Student formuleert doelen op het gebied van samenwerken met leerlingen, ouders, coach en professionals in de jeugdhulp en evalueert deze. Datapunt
10 a 5
Professioneel werken
  1. Gericht op eigen krachten van het netwerk
De bachelor professional is gericht op het netwerk waarin de leerlingen leven en zich ontwikkelen. Hierbij is de bachelor pabo-zorgprofessional gericht op de eigen krachten van leerlingen Student benoemt (in zijn analyse van het systeem van de leerling) actoren uit het netwerk die een positieve invloed hebben op de leerling. Datapunt
10 a 2

 

Inhoud

In dit eerste onderdeel van het werkplekleren, module 10 a, loopt de student in totaal 14 dagen stage (7 x 2 dagen), waarvan 1 dag een snuffelstage bij een organisatie uit de zorgstructuur van de school. De stage begint in principe in lesweek 1.2. (tenzij anders overeengekomen met de school). In lesweek 1.9 en 1.10 wordt de stage wel ingeroosterd. De student kan in overleg met school deze dagen gemiste stagedagen inhalen, nog opdrachten afmaken of juist 1 van deze vier dagen gebruiken om mee te lopen met een professional buiten de school.

§ **Gegeven informatie**
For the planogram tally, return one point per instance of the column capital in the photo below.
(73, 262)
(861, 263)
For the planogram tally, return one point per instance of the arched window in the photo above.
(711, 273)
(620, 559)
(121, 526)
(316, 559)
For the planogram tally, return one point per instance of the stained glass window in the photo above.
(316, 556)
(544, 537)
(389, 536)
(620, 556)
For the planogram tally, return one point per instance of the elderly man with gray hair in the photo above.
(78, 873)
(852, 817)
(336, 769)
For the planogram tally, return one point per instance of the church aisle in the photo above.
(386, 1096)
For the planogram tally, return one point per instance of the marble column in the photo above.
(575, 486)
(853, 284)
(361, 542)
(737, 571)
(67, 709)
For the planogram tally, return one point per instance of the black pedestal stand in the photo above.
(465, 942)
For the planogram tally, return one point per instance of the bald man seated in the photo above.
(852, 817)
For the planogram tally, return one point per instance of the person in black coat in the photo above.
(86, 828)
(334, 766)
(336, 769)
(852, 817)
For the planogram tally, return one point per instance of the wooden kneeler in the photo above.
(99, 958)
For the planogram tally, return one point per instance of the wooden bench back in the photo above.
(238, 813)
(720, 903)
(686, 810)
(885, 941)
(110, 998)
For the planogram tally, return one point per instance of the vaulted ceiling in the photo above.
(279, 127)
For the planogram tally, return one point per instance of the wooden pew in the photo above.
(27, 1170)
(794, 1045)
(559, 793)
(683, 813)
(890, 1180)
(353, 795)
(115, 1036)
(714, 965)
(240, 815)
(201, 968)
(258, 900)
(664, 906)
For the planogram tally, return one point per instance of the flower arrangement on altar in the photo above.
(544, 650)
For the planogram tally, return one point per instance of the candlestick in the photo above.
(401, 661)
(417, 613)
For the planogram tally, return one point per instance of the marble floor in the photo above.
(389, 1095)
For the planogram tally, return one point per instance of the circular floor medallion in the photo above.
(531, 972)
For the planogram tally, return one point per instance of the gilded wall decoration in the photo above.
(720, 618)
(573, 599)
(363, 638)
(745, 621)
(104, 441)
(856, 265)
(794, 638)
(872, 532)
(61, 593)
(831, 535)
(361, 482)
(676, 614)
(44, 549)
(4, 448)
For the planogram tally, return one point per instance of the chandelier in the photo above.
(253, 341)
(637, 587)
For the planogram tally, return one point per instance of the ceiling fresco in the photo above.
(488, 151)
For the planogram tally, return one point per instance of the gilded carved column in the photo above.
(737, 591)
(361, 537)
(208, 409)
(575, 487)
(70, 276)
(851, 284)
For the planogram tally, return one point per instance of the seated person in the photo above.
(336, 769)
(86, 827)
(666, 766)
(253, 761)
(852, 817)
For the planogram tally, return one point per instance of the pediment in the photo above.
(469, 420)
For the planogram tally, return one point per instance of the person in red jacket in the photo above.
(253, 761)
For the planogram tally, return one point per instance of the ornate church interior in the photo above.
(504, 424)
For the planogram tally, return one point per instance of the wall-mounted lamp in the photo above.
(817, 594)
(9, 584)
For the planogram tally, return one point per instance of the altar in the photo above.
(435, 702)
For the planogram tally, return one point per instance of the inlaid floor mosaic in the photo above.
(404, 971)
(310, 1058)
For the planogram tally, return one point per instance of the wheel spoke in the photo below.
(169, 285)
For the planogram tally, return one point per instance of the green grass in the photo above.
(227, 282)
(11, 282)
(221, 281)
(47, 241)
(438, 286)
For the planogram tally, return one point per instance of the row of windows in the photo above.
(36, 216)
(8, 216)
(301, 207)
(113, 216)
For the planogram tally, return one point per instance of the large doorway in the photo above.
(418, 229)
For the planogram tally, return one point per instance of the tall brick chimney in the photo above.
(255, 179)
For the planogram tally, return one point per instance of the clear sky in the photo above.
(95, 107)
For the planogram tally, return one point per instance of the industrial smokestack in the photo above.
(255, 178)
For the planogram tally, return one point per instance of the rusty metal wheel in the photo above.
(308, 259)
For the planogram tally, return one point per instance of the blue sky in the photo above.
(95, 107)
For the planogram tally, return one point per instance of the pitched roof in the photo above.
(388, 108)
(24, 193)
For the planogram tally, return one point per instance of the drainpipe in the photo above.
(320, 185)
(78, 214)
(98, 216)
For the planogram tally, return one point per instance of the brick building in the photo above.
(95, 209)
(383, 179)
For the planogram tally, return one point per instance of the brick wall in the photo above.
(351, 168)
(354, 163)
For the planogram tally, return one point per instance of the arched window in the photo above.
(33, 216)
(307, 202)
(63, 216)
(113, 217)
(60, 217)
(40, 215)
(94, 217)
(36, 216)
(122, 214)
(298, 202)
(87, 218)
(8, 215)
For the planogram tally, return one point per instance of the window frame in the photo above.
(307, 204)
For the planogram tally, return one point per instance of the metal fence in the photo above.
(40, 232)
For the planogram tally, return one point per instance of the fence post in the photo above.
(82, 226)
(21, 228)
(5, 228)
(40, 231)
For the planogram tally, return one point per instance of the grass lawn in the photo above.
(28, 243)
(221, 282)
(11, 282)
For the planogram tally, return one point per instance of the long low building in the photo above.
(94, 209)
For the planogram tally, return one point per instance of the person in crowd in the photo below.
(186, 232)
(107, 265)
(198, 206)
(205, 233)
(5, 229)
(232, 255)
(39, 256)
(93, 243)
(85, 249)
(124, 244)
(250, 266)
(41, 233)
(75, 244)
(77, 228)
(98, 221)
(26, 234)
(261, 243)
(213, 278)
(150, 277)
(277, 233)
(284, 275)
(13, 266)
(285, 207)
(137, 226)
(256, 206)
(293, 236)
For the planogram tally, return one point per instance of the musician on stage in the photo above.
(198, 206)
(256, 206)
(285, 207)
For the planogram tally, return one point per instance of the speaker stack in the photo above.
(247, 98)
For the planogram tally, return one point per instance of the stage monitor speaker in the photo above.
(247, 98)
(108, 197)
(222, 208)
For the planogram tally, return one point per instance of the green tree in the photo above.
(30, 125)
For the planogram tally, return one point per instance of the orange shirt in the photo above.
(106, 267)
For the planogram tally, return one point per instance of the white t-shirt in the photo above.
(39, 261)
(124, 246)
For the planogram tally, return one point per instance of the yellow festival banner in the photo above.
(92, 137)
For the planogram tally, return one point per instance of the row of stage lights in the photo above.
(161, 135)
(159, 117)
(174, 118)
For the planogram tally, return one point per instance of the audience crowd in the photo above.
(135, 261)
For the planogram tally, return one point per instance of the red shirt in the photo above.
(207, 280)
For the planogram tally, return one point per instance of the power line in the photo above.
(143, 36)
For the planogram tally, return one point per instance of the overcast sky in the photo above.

§ **Wat wordt verwacht**
Zet de alinea uit het brondocument die begint met "In dit eerste onderdeel" om in een korte opsomming met de belangrijkste feiten.

§ **Uitgevoerde opdracht**
- Module 10 a is het eerste onderdeel van het werkplekleren.
- De student loopt in totaal 14 dagen stage (7 x 2 dagen). Eén daarvan is een snuffelstage bij een organisatie uit de zorgstructuur van de school.
- De stage begint in principe in lesweek 1.2, tenzij anders afgesproken met de school.
- In lesweek 1.9 en 1.10 wordt de stage ook ingeroosterd.
- In overleg met de school kan de student die dagen gebruiken om gemiste stagedagen in te halen of opdrachten af te maken. De student kan ook één van deze vier dagen meelopen met een professional buiten de school.